• TASK REQUIREMENTS
In the data below, rename "point_to" to "locate_all" and leave every other line as it is.

• DATA EXTRACT
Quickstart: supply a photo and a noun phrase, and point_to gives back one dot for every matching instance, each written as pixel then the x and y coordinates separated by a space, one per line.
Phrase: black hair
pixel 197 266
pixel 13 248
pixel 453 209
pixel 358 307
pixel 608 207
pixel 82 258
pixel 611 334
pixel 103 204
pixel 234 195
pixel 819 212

• WRITTEN ANSWER
Quickstart: supply a photo and a noun phrase, and locate_all gives back one dot for every matching instance, each written as pixel then the x and y coordinates separated by a space, one per line.
Phrase: black hair
pixel 197 266
pixel 13 248
pixel 453 209
pixel 358 307
pixel 608 207
pixel 82 258
pixel 611 334
pixel 103 204
pixel 234 195
pixel 819 212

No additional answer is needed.